**DOCUMENT TEXT**
4. The troops will take with them three days’ rations, such ambulances as may be absolutely required for the troops, and such light wagons as may be necessary for headquarters.

5. The artillery left in camp and the ammunition and ambulance trains, medical and hospital wagons, will be held ready to move at a moment’s notice.

6. The picket-lines will be left as usual, and strong guards will be left to take care of the camp and trains.

7. The Third and Sixth Corps will be ready to move at a moment’s notice, provided in the same manner as the First and Second Corps, with the same preparations as these corps in respect to artillery, ammunition trains, &c.

8. The commanders of the First and Second Corps and the cavalry divisions will keep the commanding general constantly and promptly advised of their progress, of the dispositions of the enemy, and of everything of importance that takes place.

9. The movements ordered will be commenced to-morrow at 7 a.m., or as soon thereafter as practicable.

By command of Major-General Sedgwick:
S. WILLIAMS, Assistant Adjutant-General.

The operation was not designed to open a new offensive.  Rather a demonstration.  Back in my days in uniform, we defined a “demonstration” as special type of offensive action, considering them a “shaping operation.”  From the modern day FM 3-0:

They seek to mislead the enemy concerning the attacker’s true intentions. They facilitate decisive operations by fixing the enemy or diverting his attention from the decisive operation. Commanders allow the enemy to detect a demonstration. However, doing this without revealing the demonstration’s true purpose requires skill. If a demonstration reveals an enemy weakness, commanders may follow it with another form of attack.

Above all a demonstration requires flexibility in the execution, as alluded to in the last line.  In many ways a demonstration is harder to pull off than a real attack.  And happened later at Morton’s Ford, demonstrations can be bloody affairs just like any other form of offensive operation.

The operations specified in this order had elements of the Army of the Potomac surging towards several points on the Rapidan River.  I should will post a map to better describe those points.

UPDATE: And here it is…

Morton'sFordMovement1

Notice the distance between these points along the Rapidan.  And the nature of the terrain.

(Sources: OR, Series I, Volume 33, Serial 60, pages 515-6; FM 3-0, Chapter 7, Department of the Army, June 2001.)

**WORK ITEM**
Please answer these questions from the passage on Sedgwick's order.
(a) How many days' rations will the troops take with them?
(b) At what hour will the ordered movements begin?
(c) In the FM 3-0 quotation, what do commanders allow the enemy to detect?

**LISTED RECORDS**

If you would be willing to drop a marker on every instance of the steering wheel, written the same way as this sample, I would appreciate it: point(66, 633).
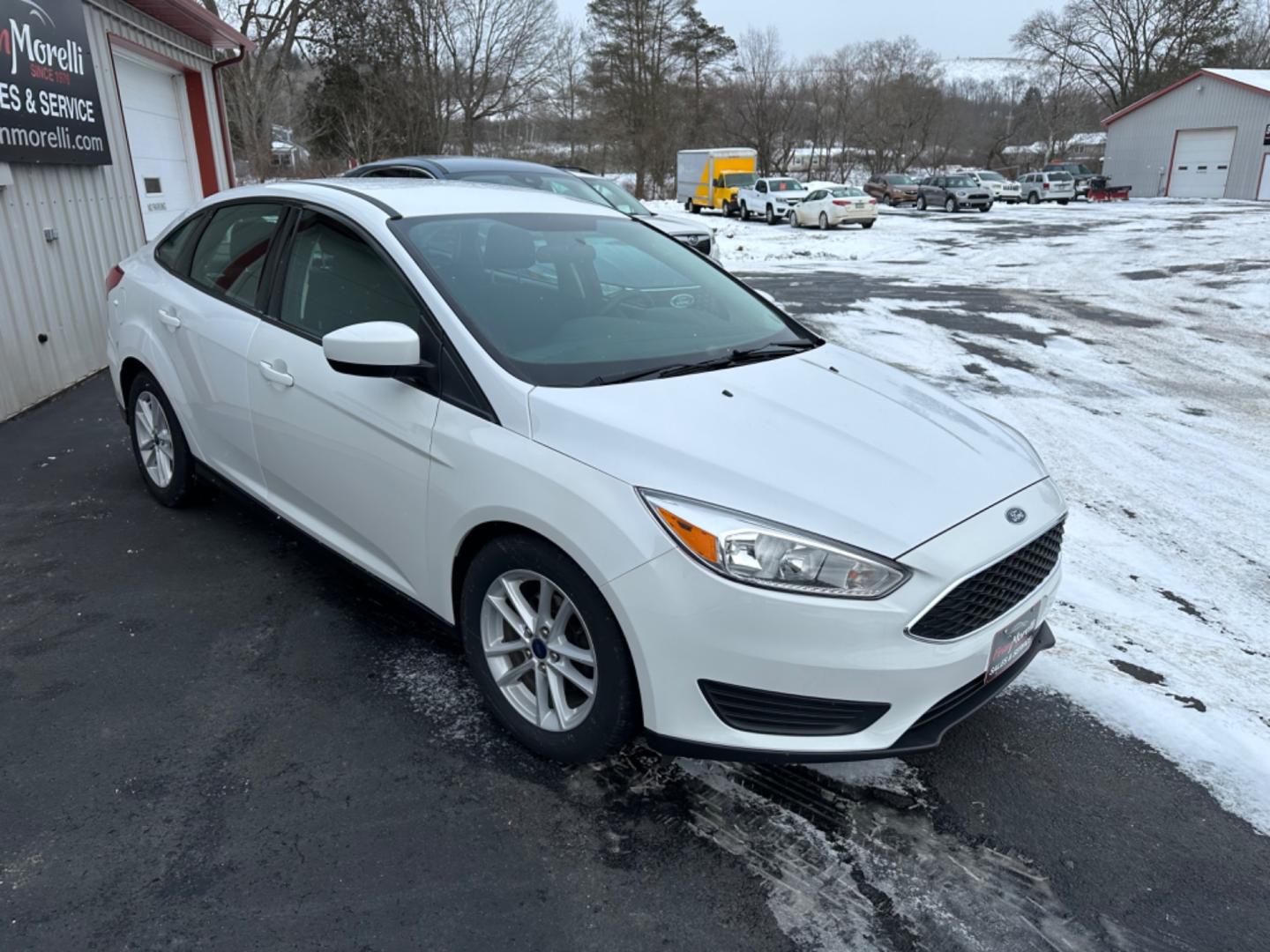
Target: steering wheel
point(624, 297)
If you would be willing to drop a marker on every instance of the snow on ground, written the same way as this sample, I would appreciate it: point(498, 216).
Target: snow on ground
point(1131, 342)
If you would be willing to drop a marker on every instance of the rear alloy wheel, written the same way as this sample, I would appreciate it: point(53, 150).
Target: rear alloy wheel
point(159, 443)
point(546, 651)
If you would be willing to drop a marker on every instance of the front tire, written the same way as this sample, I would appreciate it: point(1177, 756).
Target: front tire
point(546, 651)
point(159, 443)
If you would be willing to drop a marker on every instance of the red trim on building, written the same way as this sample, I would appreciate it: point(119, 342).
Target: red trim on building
point(202, 130)
point(195, 20)
point(1169, 88)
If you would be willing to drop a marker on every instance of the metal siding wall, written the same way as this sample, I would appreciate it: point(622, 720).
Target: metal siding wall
point(56, 288)
point(1142, 143)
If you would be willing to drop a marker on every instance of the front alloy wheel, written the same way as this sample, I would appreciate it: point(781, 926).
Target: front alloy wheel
point(548, 651)
point(539, 651)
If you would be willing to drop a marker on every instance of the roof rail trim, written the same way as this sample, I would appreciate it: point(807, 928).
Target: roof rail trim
point(394, 215)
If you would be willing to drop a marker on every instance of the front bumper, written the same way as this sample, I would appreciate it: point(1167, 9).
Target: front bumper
point(687, 625)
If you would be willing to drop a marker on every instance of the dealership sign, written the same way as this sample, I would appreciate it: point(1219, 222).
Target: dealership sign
point(49, 111)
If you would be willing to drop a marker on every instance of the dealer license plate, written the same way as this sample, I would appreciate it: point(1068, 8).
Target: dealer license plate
point(1012, 641)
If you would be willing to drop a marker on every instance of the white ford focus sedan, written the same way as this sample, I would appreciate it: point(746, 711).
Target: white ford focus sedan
point(643, 495)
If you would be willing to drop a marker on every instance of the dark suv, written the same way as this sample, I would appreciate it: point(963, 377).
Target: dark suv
point(1081, 175)
point(893, 188)
point(952, 192)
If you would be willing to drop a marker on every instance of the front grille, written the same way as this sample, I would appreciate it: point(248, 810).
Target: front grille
point(770, 712)
point(992, 591)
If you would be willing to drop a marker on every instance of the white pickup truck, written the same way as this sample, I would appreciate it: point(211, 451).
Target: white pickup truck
point(771, 198)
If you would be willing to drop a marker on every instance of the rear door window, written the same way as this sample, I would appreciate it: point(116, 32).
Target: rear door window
point(231, 250)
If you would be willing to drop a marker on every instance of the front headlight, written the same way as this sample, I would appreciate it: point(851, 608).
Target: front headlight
point(768, 555)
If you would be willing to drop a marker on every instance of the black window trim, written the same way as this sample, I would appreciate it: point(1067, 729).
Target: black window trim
point(427, 319)
point(187, 256)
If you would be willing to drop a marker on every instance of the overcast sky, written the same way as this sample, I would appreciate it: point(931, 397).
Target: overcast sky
point(978, 28)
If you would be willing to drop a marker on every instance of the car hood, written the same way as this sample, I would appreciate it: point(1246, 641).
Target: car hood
point(677, 227)
point(828, 442)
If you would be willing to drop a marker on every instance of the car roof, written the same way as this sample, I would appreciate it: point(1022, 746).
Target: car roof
point(444, 165)
point(422, 197)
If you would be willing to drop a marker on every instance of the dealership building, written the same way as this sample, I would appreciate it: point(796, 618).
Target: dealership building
point(1206, 136)
point(112, 123)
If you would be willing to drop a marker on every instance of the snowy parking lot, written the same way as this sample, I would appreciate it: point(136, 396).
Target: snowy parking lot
point(217, 735)
point(1131, 343)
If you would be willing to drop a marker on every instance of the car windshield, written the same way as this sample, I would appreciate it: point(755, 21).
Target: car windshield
point(557, 183)
point(619, 198)
point(577, 300)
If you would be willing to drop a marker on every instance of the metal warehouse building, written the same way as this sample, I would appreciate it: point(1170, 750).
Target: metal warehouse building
point(111, 124)
point(1206, 136)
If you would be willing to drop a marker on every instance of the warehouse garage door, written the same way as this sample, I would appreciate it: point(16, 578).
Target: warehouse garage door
point(158, 124)
point(1201, 159)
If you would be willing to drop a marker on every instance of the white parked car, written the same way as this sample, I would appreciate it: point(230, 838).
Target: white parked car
point(1002, 190)
point(1048, 187)
point(827, 206)
point(643, 495)
point(771, 199)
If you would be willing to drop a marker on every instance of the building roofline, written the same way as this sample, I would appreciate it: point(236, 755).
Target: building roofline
point(195, 20)
point(1171, 86)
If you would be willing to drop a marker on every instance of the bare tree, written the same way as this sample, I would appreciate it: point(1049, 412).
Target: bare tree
point(1122, 49)
point(764, 98)
point(498, 54)
point(256, 88)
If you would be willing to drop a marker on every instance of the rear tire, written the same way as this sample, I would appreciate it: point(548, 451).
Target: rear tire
point(609, 716)
point(159, 443)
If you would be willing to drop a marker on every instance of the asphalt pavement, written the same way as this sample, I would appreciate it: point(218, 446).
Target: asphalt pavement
point(217, 735)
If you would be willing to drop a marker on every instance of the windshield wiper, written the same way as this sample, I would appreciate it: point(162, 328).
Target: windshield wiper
point(733, 358)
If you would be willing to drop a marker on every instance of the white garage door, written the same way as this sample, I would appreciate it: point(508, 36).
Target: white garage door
point(1200, 161)
point(158, 136)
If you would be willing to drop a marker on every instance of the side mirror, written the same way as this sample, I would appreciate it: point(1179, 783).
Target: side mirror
point(375, 349)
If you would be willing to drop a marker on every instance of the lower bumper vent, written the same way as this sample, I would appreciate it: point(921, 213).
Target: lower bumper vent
point(770, 712)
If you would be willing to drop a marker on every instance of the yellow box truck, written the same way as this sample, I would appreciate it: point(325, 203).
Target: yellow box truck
point(709, 178)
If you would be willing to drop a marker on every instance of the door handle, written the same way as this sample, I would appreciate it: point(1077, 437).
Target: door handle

**THE COMPLETED TASK**
(a) Three days' rations.
(b) At 7 a.m. the next day, or as soon thereafter as practicable.
(c) A demonstration.